** Document extract **
----------------

Odd-chain saturated fatty acids generally serve as specific biomarkers of dietary components and dairy intake, some of which have anticancer properties. This study was performed to assess the anticancer effects of Heptadecanoic acid (HDNA) in human pancreatic carcinoma cells. MTT (thiazolyl blue tetrazolium bromide) assay showed that HDNA exerted stronger cytotoxic effects than pentadecanoic acid, palmitic acid (16:0), stearic acid (18:0), oleic acid (18:1), and linoleic acid (18:2) on both Panc-1 and MIA PaCa-2 pancreatic cancer cells. In addition, HDNA reduced colony formation and induced apoptosis in these pancreatic cancer cells as indicated by Hoechst 33342 staining, Annexin V/propidium iodide staining, cell cycle analysis, and Western blotting analysis in a dose-dependent manner. Moreover, HDNA synergistically reduced cell viability and promoted apoptosis when combined with gemcitabine (GEM), a chemotherapeutic agent commonly used in the treatment of pancreatic cancer. GEM-resistant MIA PaCa-2 (GR-MIA PaCa-2) cells with a resistance indices (RI) value of 215.09 [RI = half-maximal inhibitory concentration (IC50) of GR-MIA PaCa-2 cells/IC50 of MIA PaCa-2 cells] were established, and the efficacy of HDNA on GEM chemosensitivity was confirmed. Surprisingly, HDNA exhibited even higher antiproliferative efficacy against GR-MIA PaCa-2 cells (IC50 = 71.45 ± 6.37 μM) than parental MIA PaCa-2 cells (IC50 = 77.47 ± 2.10 μM). Finally, HDNA treatment inhibited the Hippo pathway and induced apoptosis of GR-MIA PaCa-2 cells. These findings suggest the beneficial effects of a HDNA-rich diet during pancreatic cancer treatments.

----------------

** Problems and tasks **
(1) From the heptadecanoic acid abstract, list every fatty acid that HDNA's cytotoxic effects were compared against.
(2) Condense the paragraph of the heptadecanoic acid abstract beginning "Odd-chain saturated fatty acids" into a bulleted list that keeps its main findings.
(3) Resume the heptadecanoic acid abstract after its final sentence.

** Dataset extract **
----------------

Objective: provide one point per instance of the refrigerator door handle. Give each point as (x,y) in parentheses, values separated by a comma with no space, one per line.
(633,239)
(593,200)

----------------

** Task answers **
(1)
- Pentadecanoic acid
- Palmitic acid (16:0)
- Stearic acid (18:0)
- Oleic acid (18:1)
- Linoleic acid (18:2)

(2)
- Odd-chain saturated fatty acids serve as biomarkers of dietary components and dairy intake, and some have anticancer properties.
- The study assessed the anticancer effects of heptadecanoic acid (HDNA) in human pancreatic carcinoma cells.
- In an MTT assay, HDNA was more cytotoxic than pentadecanoic, palmitic, stearic, oleic, and linoleic acids in Panc-1 and MIA PaCa-2 cells.
- HDNA reduced colony formation and induced apoptosis in a dose-dependent manner.
- Combined with gemcitabine (GEM), HDNA synergistically reduced cell viability and promoted apoptosis.
- GEM-resistant MIA PaCa-2 cells were established with a resistance index of 215.09.
- HDNA was more effective against the resistant cells (IC50 = 71.45 ± 6.37 μM) than against parental cells (IC50 = 77.47 ± 2.10 μM).
- In the resistant cells, HDNA inhibited the Hippo pathway and induced apoptosis.
- The findings suggest that an HDNA-rich diet may be beneficial during pancreatic cancer treatment.

(3)
Biomarkers of dairy fat intake, incident cardiovascular disease, and all-cause mortality: A cohort study, systematic review, and meta-analysis
PLoS Med 2021 Sep 21;18(9):e1003763.PMID:34547017DOI:10.1371/journal.pmed.1003763.
Background: We aimed to investigate the association of serum pentadecanoic acid (15:0), a biomarker of dairy fat intake, with incident cardiovascular disease (CVD) and all-cause mortality in a Swedish cohort study. We also systematically reviewed studies of the association of dairy fat biomarkers (circulating or adipose tissue levels of 15:0, Heptadecanoic acid [17:0], and trans-palmitoleic acid [t16:1n-7]) with CVD outcomes or all-cause mortality. Methods and findings: We measured 15:0 in serum cholesterol esters at baseline in 4,150 Swedish adults (51% female, median age 60.5 years). During a median follow-up of 16.6 years, 578 incident CVD events and 676 deaths were identified using Swedish registers. In multivariable-adjusted models, higher 15:0 was associated with lower incident CVD risk in a linear dose-response manner (hazard ratio 0.75 per interquintile range; 95% confidence interval 0.61, 0.93, P = 0.009) and nonlinearly with all-cause mortality (P for nonlinearity = 0.03), with a nadir of mortality risk around median 15:0. In meta-analyses including our Swedish cohort and 17 cohort, case-cohort, or nested case-control studies, higher 15:0 and 17:0 but not t16:1n-7 were inversely associated with total CVD, with the relative risk of highest versus lowest tertile being 0.88 (0.78, 0.99), 0.86 (0.79, 0.93), and 1.01 (0.91, 1.12), respectively. Dairy fat biomarkers were not associated with all-cause mortality in meta-analyses, although there were ≤3 studies for each biomarker. Study limitations include the inability of the biomarkers to distinguish different types of dairy foods and that most studies in the meta-analyses (including our novel cohort study) only assessed biomarkers at baseline, which may increase the risk of misclassification of exposure levels. Conclusions: In a meta-analysis of 18 observational studies including our new cohort study, higher levels of 15:0 and 17:0 were associated with lower CVD risk. Our findings support the need for clinical and experimental studies to elucidate the causality of these relationships and relevant biological mechanisms.